__WERKINSTRUCTIE A__. Wie is volgens het paginafragment het eerste aanspreekpunt bij het actueel houden van het verwijsmechanisme?
__WERKINSTRUCTIE B__. Vat het paginafragment samen in twee zinnen.
__WERKINSTRUCTIE C__. Geef het vervolg van het paginafragment over het nationaal verwijsmechanisme, te beginnen na de laatste zin.

__PAGINAFRAGMENT__.
++++++++++

Uitgangspunt bij het actueel houden van het verwijsmechanisme is dat het een product van interdepartementale samenwerking is én blijft. Als coördinerend bewindspersoon op het mensenhandeldossier zal ik het eerste aanspreekpunt zijn. Voor een goede borging van het nationaal verwijsmechanisme wordt vooralsnog de volgende lijn aangehouden:

  • De interdepartementale stuurgroep en werkgroep NVM zullen worden voortgezet.

  • Ook zal een brede klankbordgroep worden ingericht. De expertmeetings hebben laten zien dat het veel meerwaarde heeft om de professionals goed te blijven betrekken.

++++++++++

__AANGELEVERDE GEGEVENS__.
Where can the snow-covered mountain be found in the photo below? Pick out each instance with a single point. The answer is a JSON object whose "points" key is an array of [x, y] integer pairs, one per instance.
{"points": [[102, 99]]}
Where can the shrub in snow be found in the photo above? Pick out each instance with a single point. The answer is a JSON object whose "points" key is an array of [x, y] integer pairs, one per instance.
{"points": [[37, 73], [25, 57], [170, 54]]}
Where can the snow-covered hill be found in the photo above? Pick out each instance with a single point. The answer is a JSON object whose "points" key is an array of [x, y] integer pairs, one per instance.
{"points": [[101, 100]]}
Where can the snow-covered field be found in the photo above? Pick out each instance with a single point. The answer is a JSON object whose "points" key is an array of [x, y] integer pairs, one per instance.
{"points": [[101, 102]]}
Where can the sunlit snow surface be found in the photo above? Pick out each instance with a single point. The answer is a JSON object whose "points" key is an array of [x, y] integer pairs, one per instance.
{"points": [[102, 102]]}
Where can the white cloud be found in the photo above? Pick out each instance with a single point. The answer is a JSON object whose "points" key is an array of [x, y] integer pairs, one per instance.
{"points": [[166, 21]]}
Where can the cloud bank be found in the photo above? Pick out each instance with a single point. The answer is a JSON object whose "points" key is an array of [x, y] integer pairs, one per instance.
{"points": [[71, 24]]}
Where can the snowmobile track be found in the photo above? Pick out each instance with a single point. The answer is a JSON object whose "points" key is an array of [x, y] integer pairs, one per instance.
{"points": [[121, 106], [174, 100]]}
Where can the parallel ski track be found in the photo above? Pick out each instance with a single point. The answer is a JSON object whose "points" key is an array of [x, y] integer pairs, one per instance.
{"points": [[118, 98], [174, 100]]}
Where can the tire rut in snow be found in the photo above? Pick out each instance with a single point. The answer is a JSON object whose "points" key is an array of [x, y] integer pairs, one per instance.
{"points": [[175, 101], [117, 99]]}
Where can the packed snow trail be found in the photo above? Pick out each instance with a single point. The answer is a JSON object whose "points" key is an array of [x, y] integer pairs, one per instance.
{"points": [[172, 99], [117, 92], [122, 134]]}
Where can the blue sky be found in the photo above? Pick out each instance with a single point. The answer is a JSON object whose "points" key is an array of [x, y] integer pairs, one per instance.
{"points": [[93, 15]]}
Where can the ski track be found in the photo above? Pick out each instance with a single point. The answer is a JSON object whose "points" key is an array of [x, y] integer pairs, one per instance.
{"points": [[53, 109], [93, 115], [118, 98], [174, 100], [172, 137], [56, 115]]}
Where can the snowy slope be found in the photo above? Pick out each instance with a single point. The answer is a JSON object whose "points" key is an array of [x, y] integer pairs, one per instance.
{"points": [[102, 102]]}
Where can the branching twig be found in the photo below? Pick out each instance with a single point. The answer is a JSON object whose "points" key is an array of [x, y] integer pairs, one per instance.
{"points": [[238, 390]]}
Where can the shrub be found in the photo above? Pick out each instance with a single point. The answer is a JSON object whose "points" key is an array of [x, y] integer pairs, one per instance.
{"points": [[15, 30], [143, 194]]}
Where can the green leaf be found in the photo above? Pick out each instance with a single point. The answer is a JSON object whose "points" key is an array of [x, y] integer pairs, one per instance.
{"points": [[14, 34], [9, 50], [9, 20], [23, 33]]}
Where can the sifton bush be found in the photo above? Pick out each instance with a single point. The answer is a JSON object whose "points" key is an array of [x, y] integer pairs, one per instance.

++++++++++

__UITVOER A__. De coördinerend bewindspersoon op het mensenhandeldossier.

__UITVOER B__. Het nationaal verwijsmechanisme is en blijft een product van interdepartementale samenwerking, met de coördinerend bewindspersoon op het mensenhandeldossier als eerste aanspreekpunt. Voor de borging worden de interdepartementale stuurgroep en werkgroep NVM voortgezet en wordt een brede klankbordgroep ingericht; de expertmeetings lieten zien dat het goed blijven betrekken van professionals veel meerwaarde heeft.

__UITVOER C__.
Over structurele borging van het verwijsmechanisme wordt u nader geïnformeerd in de voortgangsrapportage die ik u voor de zomer van 2015 – mede namens de Minister van SZW en de Staatssecretarissen van VWS en VenJ – zal toezenden. Uiteraard zult u in deze rapportage ook nader worden geïnformeerd over het geheel aan acties, waarover u in deze brief bent geïnformeerd.

De Minister van Veiligheid en Justitie, I.W. Opstelten

Schema: knelpunten en acties

Knelpunten

Acties

1. Aanbod versnipperd

– Wegwijzer voor professionals (eind 2014)

 

– Aandacht wegwijzer voor melding slachtoffers bij Comensha

2. Keten beter op elkaar aansluiten

– Bindende kaders op elkaar afstemmen

3. Taakafbakening en rolvastheid ontbreekt

– Nadere afspraken Comensha en Slachtofferhulp Nederland

 

– Taakafbakening Comensha en Jeugdzorg

4. Toegang tot hulp en zorg verbeteren/maatwerk

– Meldlijn 24/7 (eind 2014)

– Één indicatorenlijst signaleren slachtoffers (eind 2014)

– Projectgroep onderzoekt identificatie slachtofferschap (rapportage TK begin 2015)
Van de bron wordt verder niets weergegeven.